• [What to produce]
Write out every record below exactly as it appears.

Dataset excerpts Start Marker

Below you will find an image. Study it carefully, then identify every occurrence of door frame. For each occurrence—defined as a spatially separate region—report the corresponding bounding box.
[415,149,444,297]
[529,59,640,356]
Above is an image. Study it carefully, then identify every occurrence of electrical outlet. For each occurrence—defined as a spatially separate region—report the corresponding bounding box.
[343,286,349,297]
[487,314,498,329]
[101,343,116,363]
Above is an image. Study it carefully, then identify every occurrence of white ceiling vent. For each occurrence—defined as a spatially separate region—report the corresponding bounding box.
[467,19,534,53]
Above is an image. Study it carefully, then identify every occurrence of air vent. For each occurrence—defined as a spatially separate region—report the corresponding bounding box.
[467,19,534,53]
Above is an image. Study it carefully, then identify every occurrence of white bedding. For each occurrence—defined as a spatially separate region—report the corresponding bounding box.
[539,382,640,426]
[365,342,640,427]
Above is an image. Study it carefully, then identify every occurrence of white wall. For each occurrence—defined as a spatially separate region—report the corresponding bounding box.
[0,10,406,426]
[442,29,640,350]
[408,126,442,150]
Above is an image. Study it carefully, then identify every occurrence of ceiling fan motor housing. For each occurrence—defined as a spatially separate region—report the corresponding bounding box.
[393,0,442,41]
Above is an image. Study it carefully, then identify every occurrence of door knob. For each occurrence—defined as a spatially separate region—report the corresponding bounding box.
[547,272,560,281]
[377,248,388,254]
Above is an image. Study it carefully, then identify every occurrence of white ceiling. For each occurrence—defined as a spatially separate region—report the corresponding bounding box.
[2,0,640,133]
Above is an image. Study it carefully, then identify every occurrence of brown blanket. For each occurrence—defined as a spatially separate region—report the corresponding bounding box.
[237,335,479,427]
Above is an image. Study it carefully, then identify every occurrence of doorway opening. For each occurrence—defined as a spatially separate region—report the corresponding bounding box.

Dataset excerpts End Marker

• [Solution for this exercise]
Below you will find an image. Study it carefully, then identify every occurrence of door frame. For each occurrence—defined as a spatially separate region—report the corresponding bounding box.
[415,149,444,297]
[529,59,640,356]
Above is an image. Study it carefully, then identify every occurrence of electrical outlet. For each occurrence—defined as a spatially separate region—report the corresponding bounding box.
[343,286,349,297]
[487,314,498,329]
[101,343,116,363]
Above is an image. Study it carefully, then identify every occurrence of white ceiling vent. For each occurrence—defined as a spatially separate region—report the corresponding bounding box.
[467,19,534,53]
Above is an image. Study it carefully, then identify every occurrence of air vent. For each occurrence—defined as a spatially separate region—report the corresponding bounding box.
[467,19,534,53]
Above is an image. Study it carefully, then identify every occurrence of white bedding. For each occurrence—defined as a spatially separate region—report the corresponding bounding box.
[539,382,640,426]
[365,342,640,427]
Above is an image. Study it carefully, then identify every occurrence of white wall. For each occurrence—defined as a spatially separate region—report the corresponding bounding box.
[0,10,406,426]
[442,29,640,350]
[408,126,442,150]
Above is an image. Study it carefully, then identify every occurrence of ceiling fan motor housing. For each occurrence—defined as a spatially separate region—report the corresponding bounding box.
[393,0,442,41]
Above is an image. Study it carefully, then identify every occurrence of door knob. For each occurrence—defined as a spatially separate region—report the corresponding bounding box.
[547,272,560,281]
[377,248,388,254]
Above is an image. Study it carefully, then identify every occurrence of white ceiling. For each occurrence—defined as a spatially separate region—report the corresponding bounding box.
[2,0,640,133]
Above is an image. Study it carefully, then identify every occurrence of brown blanket. For each occurrence—defined as a spatially separate region—report the corresponding bounding box.
[237,335,479,427]
Above is an image. Study it carefully, then identify every occurrence of doorway opening. For each occurrence—defined as a spatially separate region—report the corresponding bounding box.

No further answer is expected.